• **PROBLEM DESCRIPTION**
Work out how many lines of the listing hold "wire", then state only that count.

• **GIVEN DATA**
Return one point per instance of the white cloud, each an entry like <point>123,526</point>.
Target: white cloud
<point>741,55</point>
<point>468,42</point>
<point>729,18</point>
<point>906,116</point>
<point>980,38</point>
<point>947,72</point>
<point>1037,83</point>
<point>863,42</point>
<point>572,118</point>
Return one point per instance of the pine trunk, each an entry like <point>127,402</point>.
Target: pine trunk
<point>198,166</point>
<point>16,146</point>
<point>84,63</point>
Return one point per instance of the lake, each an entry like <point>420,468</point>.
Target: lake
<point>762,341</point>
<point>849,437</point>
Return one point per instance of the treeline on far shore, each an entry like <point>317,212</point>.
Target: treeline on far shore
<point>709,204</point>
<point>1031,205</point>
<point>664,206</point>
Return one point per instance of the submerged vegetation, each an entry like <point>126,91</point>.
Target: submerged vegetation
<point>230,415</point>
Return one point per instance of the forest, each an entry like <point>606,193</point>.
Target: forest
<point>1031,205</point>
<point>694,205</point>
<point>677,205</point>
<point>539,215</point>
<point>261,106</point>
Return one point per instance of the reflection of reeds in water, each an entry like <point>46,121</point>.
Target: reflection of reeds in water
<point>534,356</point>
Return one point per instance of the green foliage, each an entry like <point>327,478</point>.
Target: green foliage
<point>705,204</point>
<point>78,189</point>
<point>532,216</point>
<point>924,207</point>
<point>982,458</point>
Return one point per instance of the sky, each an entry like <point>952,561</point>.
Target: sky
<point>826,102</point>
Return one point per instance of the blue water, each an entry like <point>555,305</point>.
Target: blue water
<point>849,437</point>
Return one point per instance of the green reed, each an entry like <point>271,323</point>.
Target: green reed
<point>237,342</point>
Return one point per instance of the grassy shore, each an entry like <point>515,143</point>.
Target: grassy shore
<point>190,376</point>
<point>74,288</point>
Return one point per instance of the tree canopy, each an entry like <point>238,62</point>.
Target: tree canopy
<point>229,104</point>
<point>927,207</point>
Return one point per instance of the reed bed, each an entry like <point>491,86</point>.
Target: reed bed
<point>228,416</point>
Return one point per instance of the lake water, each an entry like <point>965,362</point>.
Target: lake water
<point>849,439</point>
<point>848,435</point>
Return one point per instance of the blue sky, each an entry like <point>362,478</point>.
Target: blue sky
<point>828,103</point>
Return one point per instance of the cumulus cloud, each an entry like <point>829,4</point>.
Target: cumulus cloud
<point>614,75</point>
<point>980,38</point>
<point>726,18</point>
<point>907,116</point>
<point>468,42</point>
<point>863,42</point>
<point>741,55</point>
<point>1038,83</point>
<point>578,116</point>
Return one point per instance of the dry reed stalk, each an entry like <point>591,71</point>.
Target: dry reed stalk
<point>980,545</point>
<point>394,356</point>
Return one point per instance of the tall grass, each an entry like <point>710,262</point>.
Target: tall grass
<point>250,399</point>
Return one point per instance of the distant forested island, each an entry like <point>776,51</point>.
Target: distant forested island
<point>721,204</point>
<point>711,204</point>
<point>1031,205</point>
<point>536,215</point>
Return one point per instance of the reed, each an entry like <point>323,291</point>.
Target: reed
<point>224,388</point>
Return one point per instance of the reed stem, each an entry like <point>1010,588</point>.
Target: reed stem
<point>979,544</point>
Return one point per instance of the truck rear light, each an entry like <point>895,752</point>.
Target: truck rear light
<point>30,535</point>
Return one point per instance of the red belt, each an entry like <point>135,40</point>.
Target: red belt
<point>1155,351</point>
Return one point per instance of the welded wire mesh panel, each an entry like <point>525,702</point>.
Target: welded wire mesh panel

• **OUTPUT BELOW**
2